§ **Description of the task**: When you restate the records, do so word for word and omit any picture they contain.

§ **Available data**:
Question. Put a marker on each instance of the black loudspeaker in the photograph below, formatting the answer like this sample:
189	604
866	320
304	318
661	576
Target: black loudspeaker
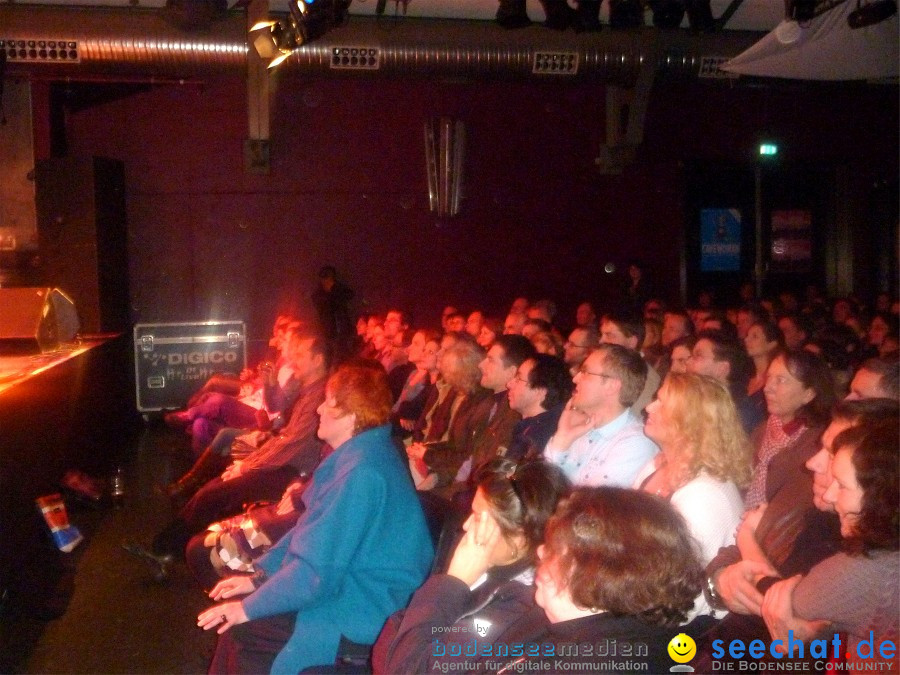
83	240
34	320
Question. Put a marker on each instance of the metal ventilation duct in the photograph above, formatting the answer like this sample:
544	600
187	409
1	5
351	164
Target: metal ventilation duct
140	43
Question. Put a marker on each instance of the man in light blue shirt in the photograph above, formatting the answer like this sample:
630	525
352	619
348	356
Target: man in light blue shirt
599	441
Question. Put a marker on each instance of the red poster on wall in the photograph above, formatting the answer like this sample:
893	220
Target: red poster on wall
791	241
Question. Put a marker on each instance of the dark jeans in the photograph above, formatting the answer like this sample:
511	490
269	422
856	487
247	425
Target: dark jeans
199	556
252	647
215	412
220	499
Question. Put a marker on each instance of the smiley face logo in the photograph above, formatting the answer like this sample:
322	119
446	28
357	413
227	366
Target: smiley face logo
682	648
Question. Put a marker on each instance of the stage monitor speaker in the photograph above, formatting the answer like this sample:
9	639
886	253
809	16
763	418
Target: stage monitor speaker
34	320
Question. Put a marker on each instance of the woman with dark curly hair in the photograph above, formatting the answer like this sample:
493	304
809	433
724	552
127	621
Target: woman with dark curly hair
854	592
617	567
488	584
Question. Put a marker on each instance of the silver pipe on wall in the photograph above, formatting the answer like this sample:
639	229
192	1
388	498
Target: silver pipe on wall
140	42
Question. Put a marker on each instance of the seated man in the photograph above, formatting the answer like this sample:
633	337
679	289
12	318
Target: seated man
794	531
876	378
265	473
599	440
539	391
582	341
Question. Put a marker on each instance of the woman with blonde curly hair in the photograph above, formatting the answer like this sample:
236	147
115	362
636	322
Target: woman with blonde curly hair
704	462
436	456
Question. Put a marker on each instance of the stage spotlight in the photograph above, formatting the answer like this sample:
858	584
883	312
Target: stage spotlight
626	13
308	20
313	18
871	13
700	16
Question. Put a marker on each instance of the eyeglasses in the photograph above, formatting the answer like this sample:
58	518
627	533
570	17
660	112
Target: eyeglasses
584	371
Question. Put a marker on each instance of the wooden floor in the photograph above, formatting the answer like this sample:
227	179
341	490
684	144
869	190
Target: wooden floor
118	619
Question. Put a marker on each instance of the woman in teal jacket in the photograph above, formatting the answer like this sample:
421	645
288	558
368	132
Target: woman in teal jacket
356	554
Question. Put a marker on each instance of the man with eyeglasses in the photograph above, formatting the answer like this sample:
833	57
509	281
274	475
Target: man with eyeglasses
580	343
599	440
627	330
538	392
491	424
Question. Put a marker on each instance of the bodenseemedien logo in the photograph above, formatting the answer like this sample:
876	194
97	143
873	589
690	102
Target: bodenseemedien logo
682	649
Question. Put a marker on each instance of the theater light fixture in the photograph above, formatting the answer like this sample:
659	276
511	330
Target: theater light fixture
308	20
870	13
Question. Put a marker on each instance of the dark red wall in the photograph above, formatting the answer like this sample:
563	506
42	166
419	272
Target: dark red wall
348	187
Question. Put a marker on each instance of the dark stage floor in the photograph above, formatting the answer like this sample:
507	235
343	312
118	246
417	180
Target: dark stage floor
119	620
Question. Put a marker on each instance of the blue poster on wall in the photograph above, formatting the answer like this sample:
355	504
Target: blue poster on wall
720	240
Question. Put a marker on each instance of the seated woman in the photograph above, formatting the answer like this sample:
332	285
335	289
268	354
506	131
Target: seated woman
488	583
617	565
704	460
799	395
260	405
435	460
423	354
763	342
854	592
678	355
356	554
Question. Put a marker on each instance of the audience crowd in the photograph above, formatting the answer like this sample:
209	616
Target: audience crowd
627	477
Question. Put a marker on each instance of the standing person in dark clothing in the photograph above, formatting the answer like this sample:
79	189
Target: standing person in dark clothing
332	302
538	392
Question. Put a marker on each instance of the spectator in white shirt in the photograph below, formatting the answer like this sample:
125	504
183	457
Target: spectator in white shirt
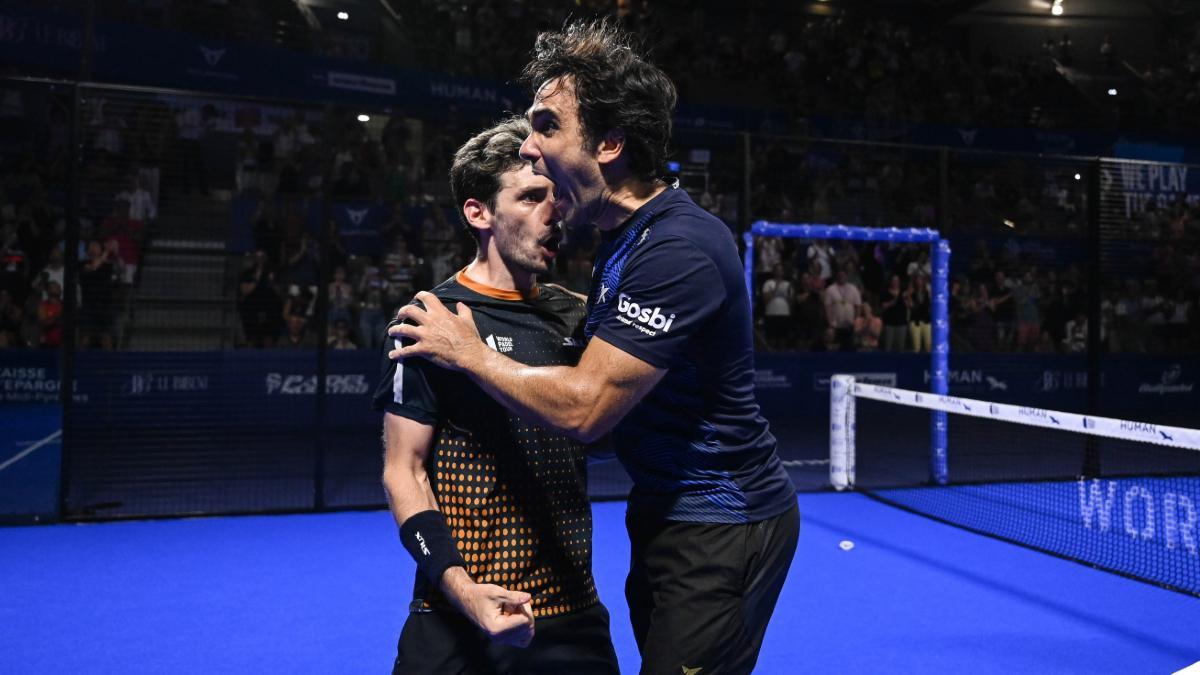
841	306
778	294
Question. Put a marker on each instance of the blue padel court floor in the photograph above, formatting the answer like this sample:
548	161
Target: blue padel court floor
328	593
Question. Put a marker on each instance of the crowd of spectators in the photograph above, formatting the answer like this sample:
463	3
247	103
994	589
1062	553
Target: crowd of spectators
868	297
813	296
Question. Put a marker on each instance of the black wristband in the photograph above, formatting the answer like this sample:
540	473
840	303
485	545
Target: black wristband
429	541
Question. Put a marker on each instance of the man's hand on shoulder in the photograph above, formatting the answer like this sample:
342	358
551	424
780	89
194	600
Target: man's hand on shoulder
579	297
505	616
437	334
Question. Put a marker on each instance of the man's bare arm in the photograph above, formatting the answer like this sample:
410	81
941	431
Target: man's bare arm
586	400
504	615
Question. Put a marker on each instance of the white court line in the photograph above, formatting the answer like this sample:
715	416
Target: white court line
805	461
22	454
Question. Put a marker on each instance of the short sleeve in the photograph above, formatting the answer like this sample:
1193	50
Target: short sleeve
405	387
669	292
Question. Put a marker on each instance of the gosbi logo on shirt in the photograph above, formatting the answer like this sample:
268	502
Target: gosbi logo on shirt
652	317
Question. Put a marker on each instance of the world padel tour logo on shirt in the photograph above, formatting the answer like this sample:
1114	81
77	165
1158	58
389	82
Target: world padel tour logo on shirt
652	317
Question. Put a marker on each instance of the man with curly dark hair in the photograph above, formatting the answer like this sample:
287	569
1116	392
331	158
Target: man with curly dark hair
669	366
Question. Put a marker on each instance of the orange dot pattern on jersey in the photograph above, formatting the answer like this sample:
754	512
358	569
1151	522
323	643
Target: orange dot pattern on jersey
521	519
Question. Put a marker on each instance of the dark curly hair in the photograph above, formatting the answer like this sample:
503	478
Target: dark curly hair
480	162
617	89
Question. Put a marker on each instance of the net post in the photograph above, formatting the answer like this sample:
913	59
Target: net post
841	431
748	266
940	359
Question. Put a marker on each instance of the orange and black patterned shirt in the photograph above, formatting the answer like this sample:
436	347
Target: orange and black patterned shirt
514	494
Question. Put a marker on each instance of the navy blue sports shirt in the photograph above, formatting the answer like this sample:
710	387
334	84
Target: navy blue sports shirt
667	288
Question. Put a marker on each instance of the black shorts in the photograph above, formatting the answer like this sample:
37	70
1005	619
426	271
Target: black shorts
700	595
447	643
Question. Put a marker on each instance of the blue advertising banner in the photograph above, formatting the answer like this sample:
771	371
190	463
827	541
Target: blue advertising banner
49	42
30	435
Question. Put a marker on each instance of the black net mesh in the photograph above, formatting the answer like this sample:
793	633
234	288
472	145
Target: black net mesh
1027	485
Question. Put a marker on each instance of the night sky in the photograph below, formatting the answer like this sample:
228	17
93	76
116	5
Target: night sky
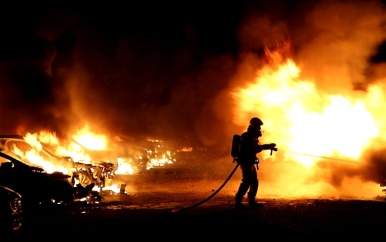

§ **Solution to this task**:
Question. Put a marker on each instance of the black loudspeaker in the photograph below, formatting the answer like this sample:
189	604
866	320
304	318
661	576
Target: black loudspeaker
83	240
34	320
Question. Put a marker on each instance of the metal ventilation duct in the photograph above, formatting the answer like this sample:
544	600
187	409
1	5
351	164
Target: metal ventilation duct
140	43
Question. Put a marker on each instance of the man in light blue shirt in the photograph above, formatting the answer like this sample:
630	525
352	619
348	356
Target: man in light blue shirt
599	441
Question. Put a marker on each instance of the red poster on wall in the photograph above, formatting the answer like this sample:
893	220
Target: red poster on wall
791	241
Question. Put a marker on each instance of the dark jeans in the photograph above, formatting the answer like this sample:
511	490
269	422
856	487
247	425
Target: dark jeans
199	556
252	647
215	412
220	499
Question. Put a marker on each instance of the smiley face logo in the photograph above, formatting the answer like this sample:
322	119
446	28
357	413
227	366
Target: smiley face logo
682	648
Question. Put a marker on each instance of the stage monitor speaker in the photograph above, formatting the answer like this sample:
9	639
886	253
809	16
763	418
Target: stage monitor speaker
34	320
Question. Put a marker on each instance of the woman with dark curly hair in the photograph above, formatting the answer like this sample:
493	304
809	433
724	552
127	621
Target: woman with dark curly hair
854	592
617	567
488	584
Question. Put a marker on each instance of the silver pipe on wall in the photograph above, formatting the answer like this sample:
639	229
192	1
388	498
Target: silver pipe on wall
140	42
Question. Put a marker on each instance of the seated man in the photograph above, formatting the answer like this sample:
633	337
679	289
12	318
Target: seated man
794	531
876	378
265	473
599	440
539	391
582	341
Question. Put a marker on each instance of the woman with blonde curly hair in the photograph above, formatting the answer like this sample:
236	147
115	362
636	322
Target: woman with blonde curly hair
704	462
436	456
Question. Put a marker on each instance of the stage spotlight in the photograph above, formatting the answer like this sample:
858	584
883	312
Target: stage spotlight
626	13
308	20
313	18
871	13
700	16
Question. Put a marker on each instance of the eyeglasses in the photograph above, formatting the answer like this sample:
58	518
627	533
570	17
660	112
Target: eyeglasses
584	371
Question. Put a marker on each instance of the wooden floor in the photograph above, formatting the answer like this sample:
227	179
341	490
684	144
869	190
Target: wooden floor
118	619
Question. Put a marker on each instance of the woman in teal jacket in the photograph above, formatting the answer like this sample:
421	645
288	558
368	132
Target: woman in teal jacket
356	554
Question. Put a marker on each instance of the man with eyeglasses in the photograph above, formatting the answer like this sample:
833	57
509	281
274	475
Target: man with eyeglasses
580	343
599	440
627	330
538	392
491	424
Question. Put a marker on each instance of the bodenseemedien logo in the photograph above, formatting the answer like this sample:
876	194
97	143
873	589
690	102
Target: bodenseemedien logo
682	649
Question. Put a marker on each instance of the theater light fixture in the photograph above, formatting the answer like this sample:
659	276
511	330
Target: theater light fixture
308	20
870	13
Question. Put a marker on each instance of the dark red wall in the photograph above, formatting the answer like this sample:
563	506
42	166
419	272
Target: dark red wall
348	187
Question. Put a marker on each instance of the dark stage floor in the photograph above, formatting the answer like this sample:
507	235
343	312
118	246
417	180
Target: dark stage floor
119	620
Question. Put a marker on each instance of the blue poster on wall in the photograph above, formatting the answer like this sample:
355	504
Target: blue poster on wall
720	240
Question. Put a marker on each instance of the seated woman in the photograph above, formatting the answer like this sample:
332	285
335	289
268	354
506	131
Target: seated woman
488	583
617	565
704	460
799	395
260	405
435	460
423	354
763	342
854	592
678	355
356	554
Question. Put a marker on each instance of the audience crowd in the photograph above, formatting the answer like this sample:
209	616
Target: audience crowd
627	477
Question. Put a marker on each instance of the standing person in dark clothing in the photograph above, formatting the answer like this sample:
79	189
Target: standing person in dark clothing
332	302
538	392
Question. Put a marker on each instance of the spectator in white shirt in the photograph below, formatting the answer like this sample:
125	504
183	457
Target: spectator in white shirt
841	306
778	294
Question. Put a marker on each instance of the blue padel court floor in the photograph above, formatting the answer like this sample:
548	161
Target: blue padel court floor
328	593
Question. Put a marker on each instance of the crowd of spectators in the photograph above, formatting the answer like this sample:
463	3
247	103
994	589
1062	553
Target: crowd of spectators
868	297
813	296
Question. Put a marker on each instance of the black wristband in the photograph above, formatting the answer like this sample:
540	473
840	303
485	545
Target: black wristband
429	541
Question. Put a marker on each instance of the man's hand on shoulder in the photograph above, formatting the answer like this sample:
342	358
551	424
780	89
194	600
Target: man's hand on shoulder
579	297
505	616
437	334
Question. Put a marker on each instance of the man's bare arm in the photograph above, formatting the answer like this sample:
410	81
941	431
Target: man's bare arm
586	400
504	615
Question. Put a marker on each instance of the white court line in the photograph above, formatting the answer like this sample:
715	416
Target: white court line
805	461
22	454
Question. Put a marker on each instance of the short sleeve in the photograph above, formatting the answer like this sample:
1193	50
Target: short sleeve
405	387
669	292
Question. Put a marker on each instance of the gosbi logo on shirt in the photograph above, formatting the answer like this sample:
268	502
Target: gosbi logo on shirt
652	317
Question. Put a marker on each instance of the world padel tour logo on shirt in the photograph above, formatting the answer like this sample:
1114	81
77	165
1158	58
389	82
Target: world padel tour logo on shirt
652	317
Question. Put a marker on each instance of the man with curly dark hair in the photograph above, formatting the answer like this sample:
287	569
1116	392
331	158
Target: man with curly dark hair
669	366
Question. Put a marker on each instance of the orange dot pattern on jersey in the photograph above, formatting the answer like this sample:
754	512
358	569
1151	522
323	643
Target: orange dot pattern on jersey
521	519
Question. Put a marker on each instance of the dark curly hair in the photograph above, formatting the answer like this sample:
503	478
Target: dark curly hair
480	162
617	89
Question. Put a marker on each instance of the net post in the photograph above, formatting the answer like this sample:
913	59
Target: net post
841	431
748	266
940	359
Question. Put a marker on each instance of the orange and black patterned shirt in the photograph above, formatting the answer like this sample:
436	347
Target: orange and black patterned shirt
514	494
Question. Put a marker on each instance of the navy blue sports shirt in the photograph above, formatting the answer like this sample:
710	387
334	84
Target: navy blue sports shirt
667	288
Question. Put a marker on each instance of the black shorts in the photograph above, formatting the answer like this sample:
37	70
1005	619
426	271
Target: black shorts
700	595
447	643
Question. Put a marker on each instance of the blue advertising banner in the photograph above, formatting the answer like this sample:
771	371
190	463
827	541
Target: blue advertising banner
49	42
30	435
Question. Put a marker on each instance of the black net mesh in the photograph above, formatting the answer like this sample:
793	633
234	288
472	145
Target: black net mesh
1027	485
Question. Put a marker on each instance of the night sky in the photograph below, formatting the answer like this sample:
228	17
93	76
116	5
Target: night sky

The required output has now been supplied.